Written task:
Copy the records verbatim from the line containing "of the <item>sky</item>." through the line containing "[[[0,57],[256,56],[255,0],[2,0],[0,11]]]", including both of those lines.

Exercise materials:
======

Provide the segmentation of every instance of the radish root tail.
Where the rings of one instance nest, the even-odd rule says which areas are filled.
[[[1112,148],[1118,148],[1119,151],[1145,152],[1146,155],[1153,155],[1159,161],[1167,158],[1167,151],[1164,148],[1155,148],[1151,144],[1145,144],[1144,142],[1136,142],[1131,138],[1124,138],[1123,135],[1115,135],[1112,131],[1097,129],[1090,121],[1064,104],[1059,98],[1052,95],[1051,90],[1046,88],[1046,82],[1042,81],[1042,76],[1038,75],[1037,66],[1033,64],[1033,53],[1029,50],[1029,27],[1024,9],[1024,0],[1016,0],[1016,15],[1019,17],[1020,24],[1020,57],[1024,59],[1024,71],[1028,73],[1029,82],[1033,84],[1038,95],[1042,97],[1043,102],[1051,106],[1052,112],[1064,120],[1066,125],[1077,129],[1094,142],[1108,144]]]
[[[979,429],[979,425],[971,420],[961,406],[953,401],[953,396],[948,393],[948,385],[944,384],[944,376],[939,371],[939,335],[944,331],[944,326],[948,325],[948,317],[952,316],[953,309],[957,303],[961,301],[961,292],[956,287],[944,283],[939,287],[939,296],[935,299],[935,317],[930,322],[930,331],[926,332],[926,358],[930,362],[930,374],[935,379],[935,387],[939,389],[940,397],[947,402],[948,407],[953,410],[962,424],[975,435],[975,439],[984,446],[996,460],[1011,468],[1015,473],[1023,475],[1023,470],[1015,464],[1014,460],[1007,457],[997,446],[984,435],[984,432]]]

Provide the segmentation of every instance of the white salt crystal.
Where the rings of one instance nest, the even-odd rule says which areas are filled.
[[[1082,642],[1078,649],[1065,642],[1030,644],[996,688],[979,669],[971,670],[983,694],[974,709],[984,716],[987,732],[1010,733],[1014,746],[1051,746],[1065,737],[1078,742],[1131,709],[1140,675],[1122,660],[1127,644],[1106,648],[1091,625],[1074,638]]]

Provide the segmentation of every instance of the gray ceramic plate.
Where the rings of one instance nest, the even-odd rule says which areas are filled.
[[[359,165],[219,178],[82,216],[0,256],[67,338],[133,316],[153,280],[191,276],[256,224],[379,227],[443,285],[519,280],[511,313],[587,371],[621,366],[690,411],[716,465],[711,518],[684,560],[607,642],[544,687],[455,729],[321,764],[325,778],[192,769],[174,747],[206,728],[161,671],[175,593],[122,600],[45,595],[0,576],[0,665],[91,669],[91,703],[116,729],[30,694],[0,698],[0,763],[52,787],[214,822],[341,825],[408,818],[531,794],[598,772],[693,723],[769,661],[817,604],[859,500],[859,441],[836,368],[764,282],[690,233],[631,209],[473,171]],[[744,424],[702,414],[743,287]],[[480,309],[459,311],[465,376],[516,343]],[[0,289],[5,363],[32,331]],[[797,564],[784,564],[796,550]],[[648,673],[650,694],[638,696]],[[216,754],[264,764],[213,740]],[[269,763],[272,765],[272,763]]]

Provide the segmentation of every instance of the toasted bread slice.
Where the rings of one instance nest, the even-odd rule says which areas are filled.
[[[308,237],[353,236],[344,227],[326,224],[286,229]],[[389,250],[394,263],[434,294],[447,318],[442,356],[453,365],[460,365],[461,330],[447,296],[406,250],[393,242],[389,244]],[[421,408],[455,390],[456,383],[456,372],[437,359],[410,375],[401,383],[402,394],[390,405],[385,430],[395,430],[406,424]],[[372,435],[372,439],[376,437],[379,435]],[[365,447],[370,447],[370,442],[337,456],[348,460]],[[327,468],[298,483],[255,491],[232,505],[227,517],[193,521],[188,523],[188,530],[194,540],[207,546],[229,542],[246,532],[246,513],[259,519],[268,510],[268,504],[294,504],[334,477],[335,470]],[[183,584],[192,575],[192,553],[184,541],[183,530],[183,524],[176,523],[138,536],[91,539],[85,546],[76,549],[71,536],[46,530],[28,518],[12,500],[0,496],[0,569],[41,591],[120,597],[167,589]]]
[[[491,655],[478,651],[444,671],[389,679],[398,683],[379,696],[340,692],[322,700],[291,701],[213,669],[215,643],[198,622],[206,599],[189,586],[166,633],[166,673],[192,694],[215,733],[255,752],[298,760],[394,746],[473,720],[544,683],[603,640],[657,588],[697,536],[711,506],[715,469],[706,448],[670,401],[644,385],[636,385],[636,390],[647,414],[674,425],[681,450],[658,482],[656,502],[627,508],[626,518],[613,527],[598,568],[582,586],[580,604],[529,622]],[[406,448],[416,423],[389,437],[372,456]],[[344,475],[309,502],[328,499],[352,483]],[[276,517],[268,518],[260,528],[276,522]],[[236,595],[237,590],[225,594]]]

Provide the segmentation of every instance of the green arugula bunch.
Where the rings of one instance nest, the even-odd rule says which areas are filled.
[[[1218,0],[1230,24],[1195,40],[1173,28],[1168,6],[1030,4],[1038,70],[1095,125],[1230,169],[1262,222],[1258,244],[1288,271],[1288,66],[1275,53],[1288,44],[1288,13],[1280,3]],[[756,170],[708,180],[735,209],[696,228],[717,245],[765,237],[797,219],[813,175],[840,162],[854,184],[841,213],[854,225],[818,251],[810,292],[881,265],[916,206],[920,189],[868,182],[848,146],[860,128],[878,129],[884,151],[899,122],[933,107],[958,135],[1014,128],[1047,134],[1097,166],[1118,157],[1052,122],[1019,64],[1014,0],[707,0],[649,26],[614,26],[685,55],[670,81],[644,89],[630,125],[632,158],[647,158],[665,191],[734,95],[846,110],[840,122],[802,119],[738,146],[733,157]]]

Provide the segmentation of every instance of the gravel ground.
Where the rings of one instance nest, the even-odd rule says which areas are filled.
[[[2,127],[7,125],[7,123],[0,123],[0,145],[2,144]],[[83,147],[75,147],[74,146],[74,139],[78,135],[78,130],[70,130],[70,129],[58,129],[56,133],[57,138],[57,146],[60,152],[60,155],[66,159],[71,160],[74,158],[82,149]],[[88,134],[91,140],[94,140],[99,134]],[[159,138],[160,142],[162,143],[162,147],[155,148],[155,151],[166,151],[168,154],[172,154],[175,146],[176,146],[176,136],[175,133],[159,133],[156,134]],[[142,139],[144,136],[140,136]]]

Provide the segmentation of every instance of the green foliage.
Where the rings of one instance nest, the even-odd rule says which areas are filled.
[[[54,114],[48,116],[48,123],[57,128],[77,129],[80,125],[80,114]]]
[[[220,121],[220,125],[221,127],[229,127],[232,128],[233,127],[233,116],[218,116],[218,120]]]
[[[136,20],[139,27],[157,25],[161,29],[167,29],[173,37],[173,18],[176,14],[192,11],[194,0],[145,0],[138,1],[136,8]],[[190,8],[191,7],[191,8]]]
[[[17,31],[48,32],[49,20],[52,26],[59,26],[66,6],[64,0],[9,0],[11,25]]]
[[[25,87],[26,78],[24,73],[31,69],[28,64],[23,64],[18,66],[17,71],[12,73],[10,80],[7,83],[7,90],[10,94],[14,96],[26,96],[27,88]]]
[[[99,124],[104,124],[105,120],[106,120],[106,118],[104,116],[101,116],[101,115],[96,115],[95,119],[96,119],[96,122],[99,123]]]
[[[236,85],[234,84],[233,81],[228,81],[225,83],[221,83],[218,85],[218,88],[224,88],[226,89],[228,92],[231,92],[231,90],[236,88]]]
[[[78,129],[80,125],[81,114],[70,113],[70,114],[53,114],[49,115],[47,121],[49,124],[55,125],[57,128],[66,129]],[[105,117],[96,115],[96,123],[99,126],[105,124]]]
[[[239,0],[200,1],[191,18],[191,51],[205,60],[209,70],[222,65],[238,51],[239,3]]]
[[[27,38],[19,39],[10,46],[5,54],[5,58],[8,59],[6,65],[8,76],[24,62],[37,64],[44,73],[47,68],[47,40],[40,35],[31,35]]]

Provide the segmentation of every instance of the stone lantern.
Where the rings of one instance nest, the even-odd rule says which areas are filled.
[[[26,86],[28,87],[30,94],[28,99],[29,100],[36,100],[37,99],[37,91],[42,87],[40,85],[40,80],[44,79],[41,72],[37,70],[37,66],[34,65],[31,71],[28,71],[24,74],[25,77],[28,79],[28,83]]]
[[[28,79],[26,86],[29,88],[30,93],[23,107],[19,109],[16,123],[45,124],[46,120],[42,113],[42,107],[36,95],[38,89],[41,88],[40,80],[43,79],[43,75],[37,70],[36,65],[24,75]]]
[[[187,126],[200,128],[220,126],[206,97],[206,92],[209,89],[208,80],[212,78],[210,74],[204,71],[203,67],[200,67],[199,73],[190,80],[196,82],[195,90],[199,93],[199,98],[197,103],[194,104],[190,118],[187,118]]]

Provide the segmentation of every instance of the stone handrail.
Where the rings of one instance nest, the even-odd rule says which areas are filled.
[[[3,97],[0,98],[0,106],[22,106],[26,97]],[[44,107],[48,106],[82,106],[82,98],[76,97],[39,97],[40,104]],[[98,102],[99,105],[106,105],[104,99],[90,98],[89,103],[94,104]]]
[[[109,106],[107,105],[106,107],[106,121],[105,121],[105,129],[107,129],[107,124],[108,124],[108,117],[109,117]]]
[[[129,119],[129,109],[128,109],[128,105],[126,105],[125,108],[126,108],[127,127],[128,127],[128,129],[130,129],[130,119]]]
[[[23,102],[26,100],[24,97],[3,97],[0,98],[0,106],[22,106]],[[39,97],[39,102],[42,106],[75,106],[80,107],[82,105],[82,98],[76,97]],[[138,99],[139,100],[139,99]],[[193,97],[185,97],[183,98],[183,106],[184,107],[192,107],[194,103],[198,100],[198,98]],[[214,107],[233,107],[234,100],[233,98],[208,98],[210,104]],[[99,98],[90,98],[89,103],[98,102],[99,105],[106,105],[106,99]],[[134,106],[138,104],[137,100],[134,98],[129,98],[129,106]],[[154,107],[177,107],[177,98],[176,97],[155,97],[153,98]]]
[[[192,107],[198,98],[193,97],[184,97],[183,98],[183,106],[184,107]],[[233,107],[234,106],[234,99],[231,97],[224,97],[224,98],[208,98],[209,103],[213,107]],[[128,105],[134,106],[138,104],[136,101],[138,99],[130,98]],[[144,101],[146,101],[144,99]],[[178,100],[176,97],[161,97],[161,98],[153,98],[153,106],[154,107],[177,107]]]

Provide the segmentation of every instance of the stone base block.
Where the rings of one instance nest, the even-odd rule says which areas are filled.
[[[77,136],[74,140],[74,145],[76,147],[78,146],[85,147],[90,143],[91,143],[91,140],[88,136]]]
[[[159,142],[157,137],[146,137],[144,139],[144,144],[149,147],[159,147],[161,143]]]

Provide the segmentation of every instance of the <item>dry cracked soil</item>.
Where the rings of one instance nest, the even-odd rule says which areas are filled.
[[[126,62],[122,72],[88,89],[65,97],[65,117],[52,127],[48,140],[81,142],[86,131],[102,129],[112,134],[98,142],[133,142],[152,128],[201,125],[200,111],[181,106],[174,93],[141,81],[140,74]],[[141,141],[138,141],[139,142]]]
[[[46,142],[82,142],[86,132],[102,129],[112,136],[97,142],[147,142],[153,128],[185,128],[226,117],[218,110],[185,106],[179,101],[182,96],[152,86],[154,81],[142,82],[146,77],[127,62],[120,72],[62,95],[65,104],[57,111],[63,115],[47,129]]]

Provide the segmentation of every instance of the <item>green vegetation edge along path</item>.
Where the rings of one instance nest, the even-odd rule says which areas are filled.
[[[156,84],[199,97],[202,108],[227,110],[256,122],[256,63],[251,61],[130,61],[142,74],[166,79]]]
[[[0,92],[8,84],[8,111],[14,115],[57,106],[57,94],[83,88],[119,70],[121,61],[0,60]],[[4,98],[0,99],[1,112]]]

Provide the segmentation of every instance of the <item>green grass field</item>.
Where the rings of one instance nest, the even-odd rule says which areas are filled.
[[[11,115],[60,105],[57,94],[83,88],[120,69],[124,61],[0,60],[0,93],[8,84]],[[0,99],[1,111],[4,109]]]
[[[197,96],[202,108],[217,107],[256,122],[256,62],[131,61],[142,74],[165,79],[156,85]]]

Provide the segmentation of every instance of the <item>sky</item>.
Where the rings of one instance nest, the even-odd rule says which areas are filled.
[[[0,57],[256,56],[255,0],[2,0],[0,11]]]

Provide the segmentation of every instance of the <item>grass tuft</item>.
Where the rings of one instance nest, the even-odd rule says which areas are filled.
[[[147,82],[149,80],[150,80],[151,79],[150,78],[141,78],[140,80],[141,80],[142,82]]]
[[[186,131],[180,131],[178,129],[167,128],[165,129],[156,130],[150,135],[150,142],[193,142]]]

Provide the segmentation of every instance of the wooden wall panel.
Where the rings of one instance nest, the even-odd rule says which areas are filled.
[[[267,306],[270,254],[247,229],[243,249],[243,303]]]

======

Solution to the problem:
Provide the segmentation of every instance of the <item>sky</item>.
Where the rings of one instance nest, the even-odd rule says which areas are filled.
[[[0,57],[256,56],[255,0],[2,0],[0,11]]]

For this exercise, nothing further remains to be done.